Set task A | According to the data modeling chapter, what is the development method called in which each phase is completed before moving to the next?

━━━ Text provided ━━━

BusinessObjects Topics

Search This Blog

BusinessObjects Topics

Sunday, September 14, 2008

DATA MODELING CONCEPTS CHAPTER 1


CHAPTER 1-DATA MODELING CONCEPTS

The Role of Data Modeling

Data modeling tasks provide the most benefit when performed early in the development lifecycle. The model provides information critical to understanding the scope of a project for iterative development phases. Beginning the implementation phase without a clear understanding of the data requirements might cause your project to incur costly overruns or end up on the scrap heap.

An Introduction to Project Development

Many publications discuss project development, and this text does not cover this subject in detail. I included this section to assist modelers in understanding the role of data modeling in project development and to provide an understanding of when modeling should occur.

Most companies follow a methodology that outlines the development lifecycle selected to guide the development process. To some degree, most adhere to the same order of high-level concepts:

1. Problem definition
2. Requirements analysis
3. Conceptual design
4. Detail design
5. Implementation
6. Testing

This development method is generally referred to as the waterfall method. As you can see in Figure 1.1, each phase is completed before moving to the next, creating a “waterfall” effect.


Figure 1.1
The waterfall method of project development. Note that the results of each phase cascade into the next.

Many projects are developed using iterations or phases. An iterative development approach decreases risk by breaking the project into discrete manageable phases. Each phase includes analysis, detail design, implementation, and testing. Subsequent phases build upon and leverage the functionality of the preceding phase. However, within each phase, the waterfall method applies.

As with most engineering projects, you create a data model by following a set of steps.
1. Problem and scope definition
2. Requirements gathering
3. Analysis
4. Logical data model creation
5. Physical data model creation
6. Database creation

Figure 1.2 illustrates how each step provides input for the next.



Figure 1.2
Logical data model creation can occur prior to selecting a database platform (Oracle, DB2, Sybase, and so on). ERwin can provide support for specific physical properties if the physical data model is produced after the database platform is selected.

Problem and Scope Definition

Begin logical data modeling by defining the problem. This step is sometimes rederred to as writing a mission or scoping statement. The problem definition can be a simple pragraph or it can be a complex document that outlines a series of business objectives. The problem definition defines the scope, or boundary, of the data model, much the way a survey defines property boundaries.

Gathering Information Requirements

Most industry experts agree that the most critical task in a development project is an accurate and complete definition of the requirements. In fact, an incomplete or inaccurate understanding of requirements can cause expensive re-work and significant delay.

━━━ Material ━━━

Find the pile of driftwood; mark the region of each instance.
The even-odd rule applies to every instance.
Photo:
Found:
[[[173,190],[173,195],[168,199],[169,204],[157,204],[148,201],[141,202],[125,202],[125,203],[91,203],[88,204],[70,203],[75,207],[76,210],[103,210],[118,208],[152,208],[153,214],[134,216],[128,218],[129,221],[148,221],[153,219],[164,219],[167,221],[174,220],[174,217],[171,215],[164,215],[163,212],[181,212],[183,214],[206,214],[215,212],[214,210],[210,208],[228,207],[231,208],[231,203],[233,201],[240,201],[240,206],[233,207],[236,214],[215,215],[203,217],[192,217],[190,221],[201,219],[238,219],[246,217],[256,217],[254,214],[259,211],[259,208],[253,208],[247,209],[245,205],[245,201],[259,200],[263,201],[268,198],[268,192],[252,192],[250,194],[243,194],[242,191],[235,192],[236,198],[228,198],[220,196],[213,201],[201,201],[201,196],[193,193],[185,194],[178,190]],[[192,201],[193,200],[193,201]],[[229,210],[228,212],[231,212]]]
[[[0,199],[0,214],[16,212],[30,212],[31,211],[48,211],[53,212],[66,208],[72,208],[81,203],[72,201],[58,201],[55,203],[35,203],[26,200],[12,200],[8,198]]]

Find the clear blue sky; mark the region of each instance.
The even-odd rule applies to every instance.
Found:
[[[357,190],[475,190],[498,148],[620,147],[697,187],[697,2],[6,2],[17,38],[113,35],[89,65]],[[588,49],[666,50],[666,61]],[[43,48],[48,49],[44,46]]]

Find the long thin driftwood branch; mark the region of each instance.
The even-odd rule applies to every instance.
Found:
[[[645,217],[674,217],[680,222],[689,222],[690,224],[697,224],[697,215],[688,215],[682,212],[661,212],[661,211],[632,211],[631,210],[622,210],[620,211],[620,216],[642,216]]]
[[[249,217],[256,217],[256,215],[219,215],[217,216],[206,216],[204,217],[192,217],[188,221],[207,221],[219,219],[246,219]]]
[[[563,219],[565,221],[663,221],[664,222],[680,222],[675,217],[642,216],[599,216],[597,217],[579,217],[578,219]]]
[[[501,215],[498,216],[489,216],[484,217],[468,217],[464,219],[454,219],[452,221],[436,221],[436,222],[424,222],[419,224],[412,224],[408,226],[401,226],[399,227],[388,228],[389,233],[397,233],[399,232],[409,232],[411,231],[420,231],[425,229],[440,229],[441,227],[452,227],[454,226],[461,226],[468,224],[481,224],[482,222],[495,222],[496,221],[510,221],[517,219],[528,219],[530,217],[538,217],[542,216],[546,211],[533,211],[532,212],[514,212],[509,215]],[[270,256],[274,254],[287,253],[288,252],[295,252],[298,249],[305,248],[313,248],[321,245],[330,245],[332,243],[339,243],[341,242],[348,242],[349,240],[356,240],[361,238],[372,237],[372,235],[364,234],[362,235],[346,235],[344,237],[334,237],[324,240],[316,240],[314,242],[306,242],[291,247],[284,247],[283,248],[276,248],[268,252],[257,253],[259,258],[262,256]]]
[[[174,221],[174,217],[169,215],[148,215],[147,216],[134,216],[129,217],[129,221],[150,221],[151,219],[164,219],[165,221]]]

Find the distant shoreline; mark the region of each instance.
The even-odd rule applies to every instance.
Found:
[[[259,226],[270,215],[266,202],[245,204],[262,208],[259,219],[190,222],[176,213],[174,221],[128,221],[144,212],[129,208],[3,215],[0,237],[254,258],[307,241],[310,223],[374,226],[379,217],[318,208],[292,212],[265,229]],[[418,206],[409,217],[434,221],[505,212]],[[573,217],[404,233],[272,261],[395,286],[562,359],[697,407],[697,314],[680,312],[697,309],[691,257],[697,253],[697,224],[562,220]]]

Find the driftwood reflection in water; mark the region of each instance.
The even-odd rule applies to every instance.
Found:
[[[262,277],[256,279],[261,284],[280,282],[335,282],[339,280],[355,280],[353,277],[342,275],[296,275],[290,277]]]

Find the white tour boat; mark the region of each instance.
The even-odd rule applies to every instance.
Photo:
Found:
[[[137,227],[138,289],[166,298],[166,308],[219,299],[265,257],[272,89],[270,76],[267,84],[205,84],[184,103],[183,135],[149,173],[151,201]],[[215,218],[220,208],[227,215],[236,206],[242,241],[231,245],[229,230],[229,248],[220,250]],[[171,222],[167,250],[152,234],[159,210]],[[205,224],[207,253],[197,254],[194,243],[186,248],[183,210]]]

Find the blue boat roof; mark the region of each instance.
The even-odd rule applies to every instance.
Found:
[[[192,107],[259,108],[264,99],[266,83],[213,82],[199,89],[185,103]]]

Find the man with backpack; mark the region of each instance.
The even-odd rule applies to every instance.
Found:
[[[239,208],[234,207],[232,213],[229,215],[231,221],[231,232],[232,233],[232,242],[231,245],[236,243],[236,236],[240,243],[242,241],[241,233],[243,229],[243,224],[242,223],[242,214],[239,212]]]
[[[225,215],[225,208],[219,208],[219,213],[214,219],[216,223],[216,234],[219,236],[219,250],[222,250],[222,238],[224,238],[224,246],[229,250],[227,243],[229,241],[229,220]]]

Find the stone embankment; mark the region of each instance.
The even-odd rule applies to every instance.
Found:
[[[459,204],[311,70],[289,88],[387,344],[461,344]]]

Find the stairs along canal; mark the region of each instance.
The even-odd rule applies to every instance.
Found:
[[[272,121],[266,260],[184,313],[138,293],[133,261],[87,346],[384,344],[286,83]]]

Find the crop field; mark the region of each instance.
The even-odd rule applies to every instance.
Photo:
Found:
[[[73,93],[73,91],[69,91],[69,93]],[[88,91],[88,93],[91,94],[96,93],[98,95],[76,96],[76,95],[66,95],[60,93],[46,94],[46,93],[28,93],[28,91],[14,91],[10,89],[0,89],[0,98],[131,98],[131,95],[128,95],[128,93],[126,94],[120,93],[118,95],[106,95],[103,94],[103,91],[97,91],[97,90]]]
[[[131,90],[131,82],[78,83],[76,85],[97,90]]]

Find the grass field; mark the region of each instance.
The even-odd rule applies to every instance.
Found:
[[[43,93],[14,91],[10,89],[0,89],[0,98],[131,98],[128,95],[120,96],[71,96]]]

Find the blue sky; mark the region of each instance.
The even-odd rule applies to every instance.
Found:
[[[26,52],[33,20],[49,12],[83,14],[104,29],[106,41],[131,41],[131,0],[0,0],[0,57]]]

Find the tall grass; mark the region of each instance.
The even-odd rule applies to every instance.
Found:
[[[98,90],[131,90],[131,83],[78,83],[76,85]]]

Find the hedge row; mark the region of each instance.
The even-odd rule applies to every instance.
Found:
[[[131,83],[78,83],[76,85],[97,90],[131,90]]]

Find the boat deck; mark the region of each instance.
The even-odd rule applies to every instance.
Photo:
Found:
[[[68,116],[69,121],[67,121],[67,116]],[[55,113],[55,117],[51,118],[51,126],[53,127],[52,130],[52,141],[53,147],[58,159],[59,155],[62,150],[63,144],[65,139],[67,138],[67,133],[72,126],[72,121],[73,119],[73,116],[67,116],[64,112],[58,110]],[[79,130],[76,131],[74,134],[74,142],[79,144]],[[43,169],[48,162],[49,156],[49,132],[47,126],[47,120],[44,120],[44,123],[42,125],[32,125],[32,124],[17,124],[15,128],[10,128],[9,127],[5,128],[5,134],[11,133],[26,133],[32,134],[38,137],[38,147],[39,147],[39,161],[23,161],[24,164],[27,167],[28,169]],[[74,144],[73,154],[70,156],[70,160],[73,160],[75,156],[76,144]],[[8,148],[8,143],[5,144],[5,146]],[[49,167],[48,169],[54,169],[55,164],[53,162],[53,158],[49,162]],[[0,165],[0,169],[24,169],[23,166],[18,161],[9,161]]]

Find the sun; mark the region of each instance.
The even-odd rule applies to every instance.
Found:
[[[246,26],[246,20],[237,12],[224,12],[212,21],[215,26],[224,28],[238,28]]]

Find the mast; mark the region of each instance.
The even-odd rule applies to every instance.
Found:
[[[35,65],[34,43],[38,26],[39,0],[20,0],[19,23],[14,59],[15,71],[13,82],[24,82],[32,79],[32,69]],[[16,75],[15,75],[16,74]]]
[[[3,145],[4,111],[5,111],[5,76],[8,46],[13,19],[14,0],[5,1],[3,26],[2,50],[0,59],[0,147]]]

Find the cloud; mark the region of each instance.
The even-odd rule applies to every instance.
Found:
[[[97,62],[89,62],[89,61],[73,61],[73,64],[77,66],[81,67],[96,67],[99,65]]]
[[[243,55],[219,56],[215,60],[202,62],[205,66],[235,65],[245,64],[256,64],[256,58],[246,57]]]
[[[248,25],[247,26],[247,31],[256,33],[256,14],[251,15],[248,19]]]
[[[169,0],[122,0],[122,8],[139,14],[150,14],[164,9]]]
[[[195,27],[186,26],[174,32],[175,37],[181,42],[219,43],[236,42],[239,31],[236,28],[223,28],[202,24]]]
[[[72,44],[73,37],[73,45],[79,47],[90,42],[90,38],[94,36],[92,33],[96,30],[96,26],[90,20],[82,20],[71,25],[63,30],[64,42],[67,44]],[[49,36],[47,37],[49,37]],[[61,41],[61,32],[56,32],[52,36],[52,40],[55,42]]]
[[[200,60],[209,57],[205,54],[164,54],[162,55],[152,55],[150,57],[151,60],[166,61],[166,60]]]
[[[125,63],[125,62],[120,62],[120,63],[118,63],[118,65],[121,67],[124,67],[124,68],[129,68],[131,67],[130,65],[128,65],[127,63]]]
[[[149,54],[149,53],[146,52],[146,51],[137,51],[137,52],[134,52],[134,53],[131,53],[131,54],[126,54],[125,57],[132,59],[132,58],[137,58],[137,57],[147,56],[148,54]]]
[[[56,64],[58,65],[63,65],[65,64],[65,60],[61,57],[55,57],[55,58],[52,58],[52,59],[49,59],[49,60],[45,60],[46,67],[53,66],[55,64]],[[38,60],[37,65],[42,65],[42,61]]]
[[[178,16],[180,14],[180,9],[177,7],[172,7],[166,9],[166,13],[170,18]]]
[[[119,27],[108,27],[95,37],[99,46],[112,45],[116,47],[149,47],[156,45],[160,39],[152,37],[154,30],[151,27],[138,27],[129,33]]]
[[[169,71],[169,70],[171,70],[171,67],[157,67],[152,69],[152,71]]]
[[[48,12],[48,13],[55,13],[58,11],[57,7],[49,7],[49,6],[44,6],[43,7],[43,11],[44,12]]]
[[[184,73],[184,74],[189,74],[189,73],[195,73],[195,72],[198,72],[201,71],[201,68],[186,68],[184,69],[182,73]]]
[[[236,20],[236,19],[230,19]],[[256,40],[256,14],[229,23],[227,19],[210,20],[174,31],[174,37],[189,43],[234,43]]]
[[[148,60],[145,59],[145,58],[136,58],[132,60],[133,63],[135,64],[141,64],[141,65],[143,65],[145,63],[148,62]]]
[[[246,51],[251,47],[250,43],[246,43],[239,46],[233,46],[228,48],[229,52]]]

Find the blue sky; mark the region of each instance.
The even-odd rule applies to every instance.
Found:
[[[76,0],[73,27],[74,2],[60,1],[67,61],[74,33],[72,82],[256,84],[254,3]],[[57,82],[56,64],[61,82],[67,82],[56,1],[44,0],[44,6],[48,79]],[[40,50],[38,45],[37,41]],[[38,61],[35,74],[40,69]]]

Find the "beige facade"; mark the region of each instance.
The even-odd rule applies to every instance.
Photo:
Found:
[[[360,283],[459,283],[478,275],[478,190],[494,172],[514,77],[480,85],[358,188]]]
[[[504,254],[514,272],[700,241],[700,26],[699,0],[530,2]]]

━━━

Set task B | In the rows, take the part that opens with the line containing "Find the grass" and closes with the line containing "[[[131,83],[78,83],[76,85],[97,90],[131,90]]]". Write it out again with "region" changed to "area" and everything else left the same.

Problem solution A | The waterfall method.

Problem solution B |
Find the grass field; mark the area of each instance.
The even-odd rule applies to every instance.
Found:
[[[43,93],[14,91],[10,89],[0,89],[0,98],[131,98],[128,95],[120,96],[71,96]]]

Find the blue sky; mark the area of each instance.
The even-odd rule applies to every instance.
Found:
[[[26,52],[33,20],[49,12],[83,14],[104,29],[106,41],[131,41],[131,0],[0,0],[0,57]]]

Find the tall grass; mark the area of each instance.
The even-odd rule applies to every instance.
Found:
[[[98,90],[131,90],[131,83],[78,83],[76,85]]]

Find the hedge row; mark the area of each instance.
The even-odd rule applies to every instance.
Found:
[[[131,83],[78,83],[76,85],[97,90],[131,90]]]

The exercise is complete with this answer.